Izraelskie wojsko rozszerza operacje w południowym Libanie
Izraelskie siły zbrojne ogłosiły we wtorek rozpoczęcie operacji naziemnych w południowo-zachodnim Libanie, co oznacza rozszerzenie działań na nowy obszar - podała agencja Reutera. Operacje koncentrują się na wyeliminowaniu celów związanych z Hezbollahem. To kolejny etap operacji wymierzonych w bojowników libańskiej organizacji.
146. dywizja rezerwowa izraelskiej armii rozpoczęła "ograniczone, zlokalizowane i ukierunkowane operacje przeciwko celom i infrastrukturze Hezbollahu" - poinformowała armia w oświadczeniu opublikowanym na swoich kanałach społecznościowych. Działania te dotyczą obszarów południowo-zachodniego Libanu.
Wcześniejsze operacje koncentrowały się na południowo-wschodnich regionach przygranicznych. Izraelskie wojsko jak dotąd nie podało, ilu żołnierzy jest zaangażowanych w te operacje, jednak portal "Times of Israel" szacuje, że na terytorium Libanu działa już ponad 15 tys. żołnierzy.
Dalsza część artykułu pod materiałem wideo
Jak wynika z komunikatu armii, jest to pierwsza operacja, w której uczestniczy 146. dywizja rezerwowa, działająca na południu Libanu. Dywizja ta wcześniej prowadziła operacje w Strefie Gazy oraz na okupowanym Zachodnim Brzegu Jordanu.
Ostrzeżenia dla władz i mieszkańców Libanu
Izraelskie wojsko wydało również komunikat ostrzegający miejscową ludność. Siły izraelskie apelowały do plażowiczów oraz pływających łodziami o unikanie odcinka libańskiego wybrzeża, zapowiadając operacje morskie przeciw Hezbollahowi.
Zaznaczono przy tym, że nie jest planowana inwazja głębiej w terytorium Libanu, a głównym celem operacji jest "oczyszczenie obszarów przygranicznych, w których osadziły się oddziały Hezbollahu".
Rok od ataku Hezbollahu
We wtorek - w pierwszą rocznicę dnia, w którym libańska organizacja terrorystyczna Hezbollah w ramach solidarności z palestyńskim Hamasem wszczęła atak na Izrael - w krajowej telewizji wystąpił zastępca sekretarza generalnego Hezbollahu Naim Kasem, cytowany przez libański portal Ici Beyrouth. Wspomniał o ataku sprzed roku jako o "niezwykłym wydarzeniu, które zapoczątkowało transformację na Bliskim Wschodzie".

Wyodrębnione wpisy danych

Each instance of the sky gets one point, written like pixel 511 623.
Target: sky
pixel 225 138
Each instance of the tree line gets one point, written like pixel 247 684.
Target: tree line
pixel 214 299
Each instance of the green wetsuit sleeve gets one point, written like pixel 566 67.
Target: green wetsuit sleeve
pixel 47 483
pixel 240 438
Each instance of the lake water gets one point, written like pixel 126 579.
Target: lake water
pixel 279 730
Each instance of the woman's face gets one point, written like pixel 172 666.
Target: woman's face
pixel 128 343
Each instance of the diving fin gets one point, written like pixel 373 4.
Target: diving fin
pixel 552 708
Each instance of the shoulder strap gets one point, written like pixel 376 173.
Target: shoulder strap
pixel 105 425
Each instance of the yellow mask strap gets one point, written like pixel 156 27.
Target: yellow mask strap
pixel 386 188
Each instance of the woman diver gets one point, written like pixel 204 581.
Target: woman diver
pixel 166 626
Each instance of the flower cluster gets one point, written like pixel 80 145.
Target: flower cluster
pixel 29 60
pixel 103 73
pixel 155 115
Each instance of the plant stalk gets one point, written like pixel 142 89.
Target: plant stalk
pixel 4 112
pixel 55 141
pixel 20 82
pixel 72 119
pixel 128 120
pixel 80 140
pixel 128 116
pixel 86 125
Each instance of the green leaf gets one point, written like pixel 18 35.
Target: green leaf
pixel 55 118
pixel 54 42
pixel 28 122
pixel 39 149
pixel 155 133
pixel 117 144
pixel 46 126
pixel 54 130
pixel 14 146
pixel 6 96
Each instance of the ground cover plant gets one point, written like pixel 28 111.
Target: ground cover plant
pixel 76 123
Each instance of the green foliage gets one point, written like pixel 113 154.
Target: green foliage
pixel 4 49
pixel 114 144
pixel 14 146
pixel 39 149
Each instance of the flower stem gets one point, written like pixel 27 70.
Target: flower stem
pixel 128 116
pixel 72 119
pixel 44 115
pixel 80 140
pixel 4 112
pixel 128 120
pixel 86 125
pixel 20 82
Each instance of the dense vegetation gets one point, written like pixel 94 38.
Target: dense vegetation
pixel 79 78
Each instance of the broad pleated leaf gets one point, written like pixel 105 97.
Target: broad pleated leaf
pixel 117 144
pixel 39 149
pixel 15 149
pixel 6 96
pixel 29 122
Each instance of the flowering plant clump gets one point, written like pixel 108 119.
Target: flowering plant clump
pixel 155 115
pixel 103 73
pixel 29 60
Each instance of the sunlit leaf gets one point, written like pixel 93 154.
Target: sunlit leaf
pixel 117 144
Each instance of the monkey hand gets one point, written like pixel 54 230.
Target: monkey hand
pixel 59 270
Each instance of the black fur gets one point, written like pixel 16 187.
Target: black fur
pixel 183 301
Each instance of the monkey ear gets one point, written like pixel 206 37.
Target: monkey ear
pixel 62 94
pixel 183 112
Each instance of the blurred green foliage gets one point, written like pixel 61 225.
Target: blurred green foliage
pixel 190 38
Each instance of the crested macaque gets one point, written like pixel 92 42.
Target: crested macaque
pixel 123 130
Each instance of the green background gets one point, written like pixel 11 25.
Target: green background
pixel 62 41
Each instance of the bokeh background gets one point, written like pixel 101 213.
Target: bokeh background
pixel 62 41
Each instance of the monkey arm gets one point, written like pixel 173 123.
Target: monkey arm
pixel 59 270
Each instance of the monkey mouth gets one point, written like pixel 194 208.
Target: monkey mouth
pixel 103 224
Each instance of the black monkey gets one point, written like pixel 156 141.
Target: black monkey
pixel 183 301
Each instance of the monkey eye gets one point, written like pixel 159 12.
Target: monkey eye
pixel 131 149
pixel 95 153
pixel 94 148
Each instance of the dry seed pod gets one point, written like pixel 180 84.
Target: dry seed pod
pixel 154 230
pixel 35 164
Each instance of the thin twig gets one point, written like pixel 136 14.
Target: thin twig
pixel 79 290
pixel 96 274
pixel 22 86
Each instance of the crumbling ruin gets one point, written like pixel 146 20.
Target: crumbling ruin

_Lista zadań_:
a) Ilu żołnierzy działa już na terytorium Libanu według szacunków portalu "Times of Israel" przytoczonych w powyższym artykule?
b) Pokaż wszystkie wiersze z powyższych danych, w których występuje słowo "lake". Uwzględnij wielkość liter.

_Rozwiązania zadań_:
a) Ponad 15 tys. żołnierzy.

b)
Each instance of the lake water gets one point, written like pixel 126 579.
Target: lake water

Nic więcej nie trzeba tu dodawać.